Supplied information:
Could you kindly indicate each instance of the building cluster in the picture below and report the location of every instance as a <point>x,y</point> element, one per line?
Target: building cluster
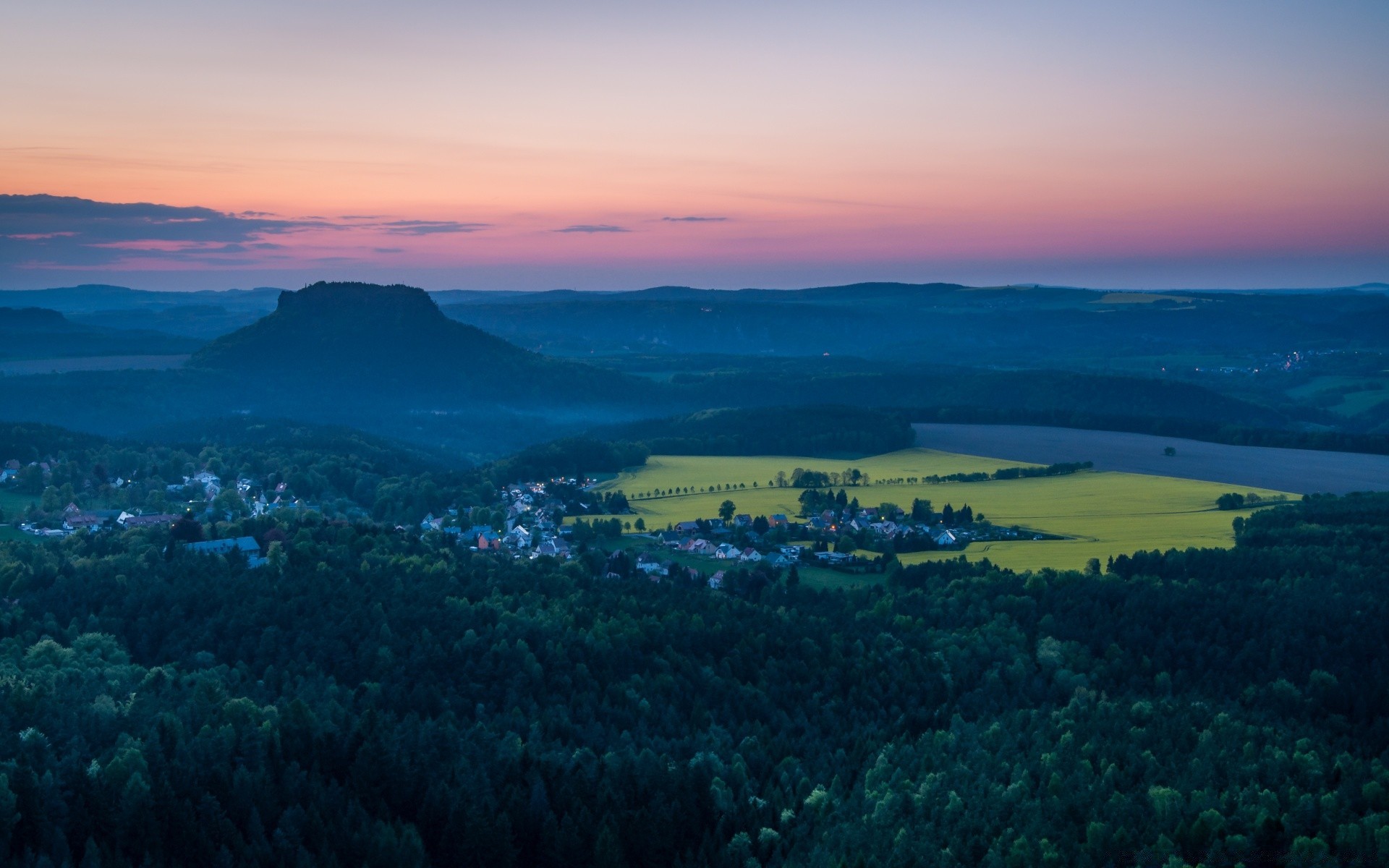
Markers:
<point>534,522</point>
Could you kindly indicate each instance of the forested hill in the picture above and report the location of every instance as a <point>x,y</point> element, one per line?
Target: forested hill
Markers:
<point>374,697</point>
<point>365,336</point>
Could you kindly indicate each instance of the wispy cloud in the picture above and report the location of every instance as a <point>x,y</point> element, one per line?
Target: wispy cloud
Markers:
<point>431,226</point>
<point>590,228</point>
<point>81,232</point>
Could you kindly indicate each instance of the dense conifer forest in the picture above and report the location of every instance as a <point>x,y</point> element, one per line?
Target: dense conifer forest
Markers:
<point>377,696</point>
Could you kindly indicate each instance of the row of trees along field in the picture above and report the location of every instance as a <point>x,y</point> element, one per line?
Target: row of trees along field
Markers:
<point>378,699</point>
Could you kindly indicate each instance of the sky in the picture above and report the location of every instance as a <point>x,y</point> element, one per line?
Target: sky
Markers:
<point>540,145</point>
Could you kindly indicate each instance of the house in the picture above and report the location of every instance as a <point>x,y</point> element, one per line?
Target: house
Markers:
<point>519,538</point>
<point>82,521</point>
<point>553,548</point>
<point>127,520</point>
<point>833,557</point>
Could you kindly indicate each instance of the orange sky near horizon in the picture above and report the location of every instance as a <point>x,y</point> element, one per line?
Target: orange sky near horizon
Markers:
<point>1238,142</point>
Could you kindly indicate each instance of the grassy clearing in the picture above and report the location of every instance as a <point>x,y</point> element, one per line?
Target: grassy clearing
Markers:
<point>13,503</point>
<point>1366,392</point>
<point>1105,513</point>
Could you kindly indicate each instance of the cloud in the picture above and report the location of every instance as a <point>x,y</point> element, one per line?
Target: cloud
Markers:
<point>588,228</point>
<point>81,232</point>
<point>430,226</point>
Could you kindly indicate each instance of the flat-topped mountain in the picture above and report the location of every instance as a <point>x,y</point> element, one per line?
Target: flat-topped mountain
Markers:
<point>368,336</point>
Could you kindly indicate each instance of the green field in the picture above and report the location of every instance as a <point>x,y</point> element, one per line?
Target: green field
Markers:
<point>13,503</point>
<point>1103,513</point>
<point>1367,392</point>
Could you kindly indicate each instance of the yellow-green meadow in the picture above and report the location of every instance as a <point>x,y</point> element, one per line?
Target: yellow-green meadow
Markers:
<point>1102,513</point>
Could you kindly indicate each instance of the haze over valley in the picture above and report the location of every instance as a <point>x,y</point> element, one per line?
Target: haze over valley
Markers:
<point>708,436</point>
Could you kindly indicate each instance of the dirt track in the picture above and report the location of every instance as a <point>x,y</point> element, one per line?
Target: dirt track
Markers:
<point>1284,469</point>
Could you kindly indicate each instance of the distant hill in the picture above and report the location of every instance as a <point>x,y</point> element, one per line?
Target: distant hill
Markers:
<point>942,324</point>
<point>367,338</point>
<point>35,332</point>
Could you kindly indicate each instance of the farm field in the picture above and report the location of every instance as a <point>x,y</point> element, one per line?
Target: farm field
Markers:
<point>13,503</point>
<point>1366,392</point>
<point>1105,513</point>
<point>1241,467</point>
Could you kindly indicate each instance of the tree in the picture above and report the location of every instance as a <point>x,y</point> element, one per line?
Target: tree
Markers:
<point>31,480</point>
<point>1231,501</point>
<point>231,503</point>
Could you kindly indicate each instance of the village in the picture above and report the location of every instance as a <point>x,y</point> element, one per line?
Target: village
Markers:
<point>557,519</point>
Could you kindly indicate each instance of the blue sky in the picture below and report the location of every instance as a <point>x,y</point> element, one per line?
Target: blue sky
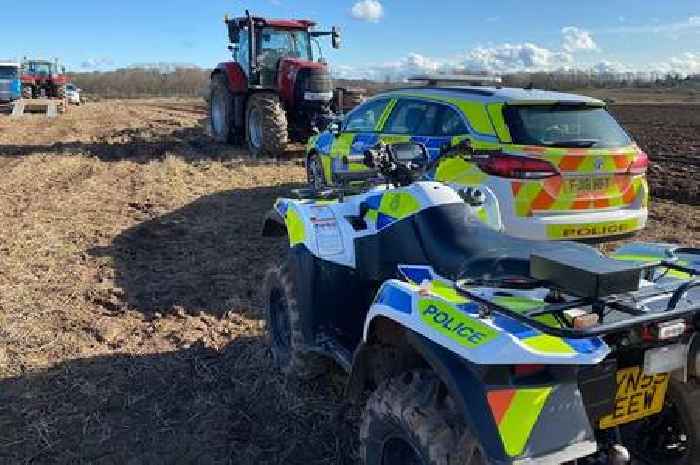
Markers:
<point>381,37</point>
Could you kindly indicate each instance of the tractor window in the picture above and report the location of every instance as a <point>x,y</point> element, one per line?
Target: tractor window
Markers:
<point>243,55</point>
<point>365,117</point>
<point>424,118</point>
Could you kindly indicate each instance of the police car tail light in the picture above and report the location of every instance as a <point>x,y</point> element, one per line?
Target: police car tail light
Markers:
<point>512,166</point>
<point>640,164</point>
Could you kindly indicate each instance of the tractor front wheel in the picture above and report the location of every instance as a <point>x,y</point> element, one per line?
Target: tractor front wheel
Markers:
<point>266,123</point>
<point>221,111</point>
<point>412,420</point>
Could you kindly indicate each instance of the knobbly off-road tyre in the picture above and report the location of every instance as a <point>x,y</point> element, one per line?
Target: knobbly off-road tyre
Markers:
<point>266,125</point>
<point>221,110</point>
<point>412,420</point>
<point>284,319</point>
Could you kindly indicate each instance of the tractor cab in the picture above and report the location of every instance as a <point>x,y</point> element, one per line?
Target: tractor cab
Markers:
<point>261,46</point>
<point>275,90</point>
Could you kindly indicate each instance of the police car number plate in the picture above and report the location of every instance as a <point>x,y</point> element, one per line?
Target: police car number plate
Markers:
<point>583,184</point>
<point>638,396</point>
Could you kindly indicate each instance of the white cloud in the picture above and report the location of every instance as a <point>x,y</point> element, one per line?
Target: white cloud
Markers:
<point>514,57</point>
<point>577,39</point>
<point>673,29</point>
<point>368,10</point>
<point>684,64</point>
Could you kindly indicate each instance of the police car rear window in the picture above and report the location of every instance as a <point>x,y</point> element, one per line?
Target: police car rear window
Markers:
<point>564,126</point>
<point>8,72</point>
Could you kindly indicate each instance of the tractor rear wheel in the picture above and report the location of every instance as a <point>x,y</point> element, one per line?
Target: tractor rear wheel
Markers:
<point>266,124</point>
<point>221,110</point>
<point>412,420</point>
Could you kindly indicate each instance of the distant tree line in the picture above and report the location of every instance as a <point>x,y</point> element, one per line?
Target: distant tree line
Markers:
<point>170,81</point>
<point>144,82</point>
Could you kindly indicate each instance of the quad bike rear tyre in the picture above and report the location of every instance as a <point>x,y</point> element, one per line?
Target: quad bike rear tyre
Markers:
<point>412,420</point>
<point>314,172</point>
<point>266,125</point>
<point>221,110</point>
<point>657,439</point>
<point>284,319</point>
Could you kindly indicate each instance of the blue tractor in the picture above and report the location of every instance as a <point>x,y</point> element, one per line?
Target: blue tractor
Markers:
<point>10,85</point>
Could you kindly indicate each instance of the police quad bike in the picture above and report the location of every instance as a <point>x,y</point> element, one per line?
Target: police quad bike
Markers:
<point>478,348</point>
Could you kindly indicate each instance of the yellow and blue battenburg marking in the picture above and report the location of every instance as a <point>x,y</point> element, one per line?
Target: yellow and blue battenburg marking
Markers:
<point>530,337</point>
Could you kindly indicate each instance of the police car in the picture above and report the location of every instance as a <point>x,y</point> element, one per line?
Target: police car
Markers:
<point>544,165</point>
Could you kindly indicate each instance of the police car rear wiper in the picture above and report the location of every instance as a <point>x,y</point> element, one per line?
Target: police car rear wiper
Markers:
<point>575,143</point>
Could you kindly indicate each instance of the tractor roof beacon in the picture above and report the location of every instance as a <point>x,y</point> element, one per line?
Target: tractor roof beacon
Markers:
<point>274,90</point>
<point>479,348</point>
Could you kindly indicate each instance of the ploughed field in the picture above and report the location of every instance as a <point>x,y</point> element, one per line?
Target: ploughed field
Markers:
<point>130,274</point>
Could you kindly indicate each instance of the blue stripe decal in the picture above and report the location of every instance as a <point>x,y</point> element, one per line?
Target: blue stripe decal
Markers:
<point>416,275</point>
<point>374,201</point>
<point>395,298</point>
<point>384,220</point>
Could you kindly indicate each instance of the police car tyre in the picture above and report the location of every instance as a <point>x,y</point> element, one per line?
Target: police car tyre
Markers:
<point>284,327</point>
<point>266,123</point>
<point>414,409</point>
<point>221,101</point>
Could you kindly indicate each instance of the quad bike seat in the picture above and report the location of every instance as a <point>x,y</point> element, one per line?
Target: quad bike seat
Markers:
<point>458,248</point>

What this task involves: Render everything above from the line containing "Could you kindly indicate each instance of the tractor window" down to the line containing "<point>365,117</point>", both included, as a numbered list, skipping any blank lines.

Full answer:
1. Could you kindly indicate each instance of the tractor window in the picture above and report the location of every instance as a <point>x,y</point> element, one per line?
2. Target: tractor window
3. Markers:
4. <point>243,55</point>
5. <point>365,117</point>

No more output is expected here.